▸ **The request**:
Retype each record below word for word. Leave the pictures out.

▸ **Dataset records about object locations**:
◆ ◆ ◆ ◆ ◆

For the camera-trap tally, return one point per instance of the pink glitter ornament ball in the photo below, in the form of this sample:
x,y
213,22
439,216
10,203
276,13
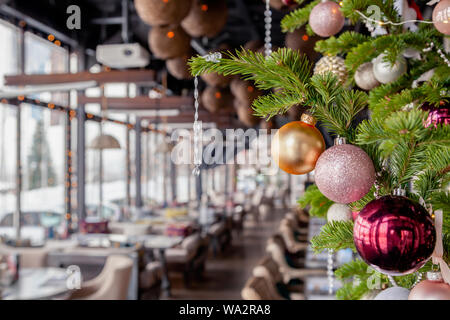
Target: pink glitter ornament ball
x,y
436,115
395,235
326,19
344,173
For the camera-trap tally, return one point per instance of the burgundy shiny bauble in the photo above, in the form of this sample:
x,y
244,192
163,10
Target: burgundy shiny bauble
x,y
436,115
395,235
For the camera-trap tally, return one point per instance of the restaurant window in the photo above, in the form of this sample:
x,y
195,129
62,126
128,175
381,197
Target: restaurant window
x,y
43,146
9,64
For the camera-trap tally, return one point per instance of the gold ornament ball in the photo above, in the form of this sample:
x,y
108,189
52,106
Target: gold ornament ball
x,y
297,146
333,64
441,17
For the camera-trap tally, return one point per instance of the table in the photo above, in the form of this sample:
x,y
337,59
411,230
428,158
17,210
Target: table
x,y
149,241
38,283
92,260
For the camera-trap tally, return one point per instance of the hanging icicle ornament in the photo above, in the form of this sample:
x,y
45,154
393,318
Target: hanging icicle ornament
x,y
330,273
268,27
212,57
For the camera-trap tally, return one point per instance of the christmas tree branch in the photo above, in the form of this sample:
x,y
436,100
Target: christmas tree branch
x,y
317,202
273,104
343,44
284,68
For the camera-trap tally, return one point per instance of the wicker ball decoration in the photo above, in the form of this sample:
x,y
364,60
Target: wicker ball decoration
x,y
294,113
245,113
365,78
179,68
253,45
244,90
213,99
169,42
268,125
333,64
304,44
162,12
206,18
276,4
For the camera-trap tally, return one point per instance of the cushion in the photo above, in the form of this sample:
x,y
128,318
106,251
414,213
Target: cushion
x,y
94,227
151,275
192,242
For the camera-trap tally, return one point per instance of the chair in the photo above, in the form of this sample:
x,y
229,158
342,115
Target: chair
x,y
188,257
220,236
268,269
150,281
111,284
275,248
257,288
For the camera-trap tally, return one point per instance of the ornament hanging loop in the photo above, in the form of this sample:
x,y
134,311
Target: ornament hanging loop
x,y
340,141
399,192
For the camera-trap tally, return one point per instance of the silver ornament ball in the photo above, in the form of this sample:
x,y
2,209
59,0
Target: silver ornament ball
x,y
385,72
393,293
333,64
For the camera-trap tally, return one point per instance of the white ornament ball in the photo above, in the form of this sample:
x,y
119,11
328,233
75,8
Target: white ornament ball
x,y
371,295
326,19
339,212
333,64
393,293
365,78
385,72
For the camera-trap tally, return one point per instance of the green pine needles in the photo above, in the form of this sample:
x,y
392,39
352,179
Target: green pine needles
x,y
406,154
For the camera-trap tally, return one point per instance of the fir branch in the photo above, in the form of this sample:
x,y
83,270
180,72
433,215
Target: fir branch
x,y
297,18
334,235
284,68
343,44
318,203
350,269
349,291
273,104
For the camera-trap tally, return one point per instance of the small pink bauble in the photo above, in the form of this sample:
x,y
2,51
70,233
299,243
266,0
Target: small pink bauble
x,y
437,115
326,19
441,17
430,290
344,173
288,2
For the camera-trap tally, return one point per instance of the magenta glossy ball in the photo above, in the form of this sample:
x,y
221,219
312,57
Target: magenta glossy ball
x,y
394,235
436,115
344,173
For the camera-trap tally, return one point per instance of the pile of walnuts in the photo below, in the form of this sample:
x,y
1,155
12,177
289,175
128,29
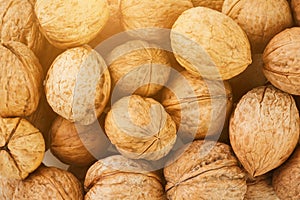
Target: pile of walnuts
x,y
160,99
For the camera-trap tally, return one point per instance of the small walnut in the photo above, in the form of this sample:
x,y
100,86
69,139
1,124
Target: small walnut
x,y
204,170
22,148
264,129
286,179
210,44
78,85
281,58
117,177
21,80
140,128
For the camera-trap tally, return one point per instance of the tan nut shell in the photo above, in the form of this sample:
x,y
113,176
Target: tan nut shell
x,y
138,66
22,148
20,79
282,59
117,177
264,129
197,106
210,44
205,170
260,19
140,128
71,23
78,85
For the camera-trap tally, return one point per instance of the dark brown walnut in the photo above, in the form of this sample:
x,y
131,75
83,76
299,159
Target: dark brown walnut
x,y
21,79
76,144
22,148
264,129
282,59
204,170
286,179
117,177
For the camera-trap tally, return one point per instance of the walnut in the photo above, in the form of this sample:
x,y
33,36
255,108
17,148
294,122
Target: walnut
x,y
140,128
138,67
78,85
286,179
117,177
261,20
22,148
71,23
21,78
281,58
204,170
198,107
210,44
264,129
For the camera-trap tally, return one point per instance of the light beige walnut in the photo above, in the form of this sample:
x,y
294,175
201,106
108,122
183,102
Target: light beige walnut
x,y
199,107
264,129
140,128
204,170
22,148
138,67
210,44
78,84
260,19
117,177
71,23
281,61
20,79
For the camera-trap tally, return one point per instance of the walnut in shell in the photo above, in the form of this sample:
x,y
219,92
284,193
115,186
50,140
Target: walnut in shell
x,y
140,128
22,148
71,23
78,85
282,59
21,80
264,129
260,19
117,177
205,170
210,44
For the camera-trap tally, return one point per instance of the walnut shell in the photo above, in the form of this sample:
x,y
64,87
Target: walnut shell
x,y
260,19
286,179
198,107
138,67
21,80
140,128
78,85
227,53
281,58
71,23
205,170
117,177
75,144
22,148
264,129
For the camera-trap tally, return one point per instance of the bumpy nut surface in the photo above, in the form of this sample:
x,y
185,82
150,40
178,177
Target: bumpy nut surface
x,y
261,20
282,59
22,148
75,144
264,129
70,23
205,170
78,85
140,128
117,177
210,44
286,179
198,107
21,80
138,66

◆ ◆ ◆ ◆ ◆

▸ **Response below**:
For the camera-trap tally, return one point per instance of the pink glitter ornament ball in the photo below, in the form of this sample:
x,y
213,22
439,216
10,203
276,13
Target: pink glitter ornament ball
x,y
436,115
395,235
326,19
344,173
For the camera-trap tally, return one point per instance of the burgundy shiny bauble in the photo above, in the form of this sample:
x,y
244,192
163,10
Target: burgundy shiny bauble
x,y
436,115
395,235
For the camera-trap tally, return one point per instance of the restaurant window in the photo above, in the form of this sample:
x,y
195,129
62,126
128,175
381,197
Target: restaurant window
x,y
43,146
9,64
For the camera-trap tally, return one point per instance of the gold ornament ball in the photo above, in the form of this sample:
x,y
108,189
52,106
Target: gold ornament ball
x,y
297,146
333,64
441,17
For the camera-trap tally, return one point per instance of the table in the photo above, in the form of this sample:
x,y
337,59
411,230
428,158
17,210
Target: table
x,y
149,241
38,283
92,260
For the camera-trap tally, return one point per instance of the hanging icicle ornament in the photo above, in the form of this sample:
x,y
45,154
393,318
Target: hanging icicle ornament
x,y
330,273
268,27
212,57
For the camera-trap tally, return one point per instance of the christmas tree branch in the photo above, in the form of this sample:
x,y
436,100
Target: christmas tree branch
x,y
317,202
273,104
343,44
284,68
For the camera-trap tally, return one point per instance of the wicker ball decoration in the photo above, in the form of this sample:
x,y
364,60
Target: wicker ball decoration
x,y
294,113
245,113
365,78
179,68
253,45
244,90
213,99
169,42
268,125
333,64
304,44
162,12
206,18
276,4
For the camera-trap tally, return one point per instance of the cushion in the photo above, in the form of this sample:
x,y
128,318
106,251
414,213
Target: cushion
x,y
94,227
151,275
192,242
For the camera-trap tally, return one point per instance of the chair in the photo above, in the form of this sample:
x,y
229,158
342,115
Target: chair
x,y
188,257
220,236
268,269
150,281
111,284
275,248
257,288
For the camera-trap tally, return one point per instance of the ornament hanging loop in the photo above, in the form of this sample:
x,y
134,311
Target: ornament hanging loop
x,y
340,141
399,192
For the camera-trap tally, return one point per instance of the silver ornament ball in the photo above, in the form of this sample:
x,y
2,209
59,0
Target: silver ornament ball
x,y
385,72
393,293
333,64
For the camera-trap tally, return one point per instance of the white ornament ball in the photo above, in the form of this sample:
x,y
119,11
328,233
75,8
Target: white ornament ball
x,y
371,295
326,19
339,212
333,64
393,293
365,78
385,72
For the camera-trap tally, return one point per instance of the green pine needles in the photo above, in the form of this sample:
x,y
392,39
352,179
Target: green pine needles
x,y
406,154
For the camera-trap tally, return one point per instance of the fir branch in the photo above, in the form of this sample:
x,y
83,270
180,72
433,215
Target: fir branch
x,y
297,18
334,235
284,68
343,44
318,203
350,269
349,291
273,104
For the camera-trap tally, return one point per instance of the small pink bauble in the photo above, in the form of this sample:
x,y
2,51
70,233
299,243
266,0
Target: small pink bauble
x,y
437,115
326,19
441,17
430,290
344,173
288,2
For the camera-trap tally, return one point per instance of the magenta glossy ball in the photo above, in the form of this sample:
x,y
221,219
312,57
Target: magenta glossy ball
x,y
394,235
436,115
344,173
For the camera-trap tally, return one point per instance of the pile of walnuts in the photo below, in the form of this sample:
x,y
1,155
12,177
289,175
128,29
Target: pile of walnuts
x,y
160,99
For the camera-trap tally, return one point per instance of the small walnut in the photo above, in the form of this sample:
x,y
100,86
69,139
1,124
Target: small walnut
x,y
204,170
22,148
264,129
286,179
210,44
78,85
281,58
117,177
21,80
140,128
For the camera-trap tally, return one point per instance of the tan nut shell in the photo above, in the form of this sample:
x,y
113,176
Target: tan nut shell
x,y
138,66
22,148
20,79
282,59
117,177
264,129
197,106
210,44
205,170
260,19
140,128
71,23
78,85
For the camera-trap tally, return one point per instance of the dark brown walnut in the photo above, in the form of this sample:
x,y
131,75
83,76
299,159
Target: dark brown walnut
x,y
21,79
76,144
22,148
264,129
282,59
204,170
286,179
117,177
For the camera-trap tally, return one point per instance of the walnut in the photo above, in the form of this sample:
x,y
33,36
255,108
17,148
294,122
Target: walnut
x,y
140,128
138,67
78,85
286,179
117,177
261,20
22,148
71,23
21,78
281,58
204,170
198,107
210,44
264,129
For the camera-trap tally, return one point per instance of the light beige walnut in the photo above, in the form of this sample:
x,y
294,175
201,106
108,122
183,102
Target: light beige walnut
x,y
199,107
264,129
140,128
204,170
22,148
138,67
210,44
78,84
260,19
117,177
71,23
281,61
20,79
For the camera-trap tally, return one point per instance of the walnut in shell in the photo above, in the form of this sample:
x,y
219,92
284,193
115,186
50,140
Target: walnut in shell
x,y
140,128
22,148
71,23
78,85
282,59
21,80
264,129
260,19
117,177
205,170
210,44
For the camera-trap tally, return one point per instance of the walnut shell in the photo above, in the form of this sample:
x,y
64,87
Target: walnut shell
x,y
260,19
286,179
198,107
138,67
21,80
140,128
78,85
227,53
281,58
71,23
205,170
117,177
75,144
22,148
264,129
For the camera-trap tally, return one point per instance of the bumpy nut surface in the photo above, in the form of this sample:
x,y
185,82
150,40
178,177
Target: bumpy nut surface
x,y
261,20
282,59
22,148
75,144
264,129
70,23
205,170
78,85
140,128
117,177
210,44
286,179
198,107
21,80
138,66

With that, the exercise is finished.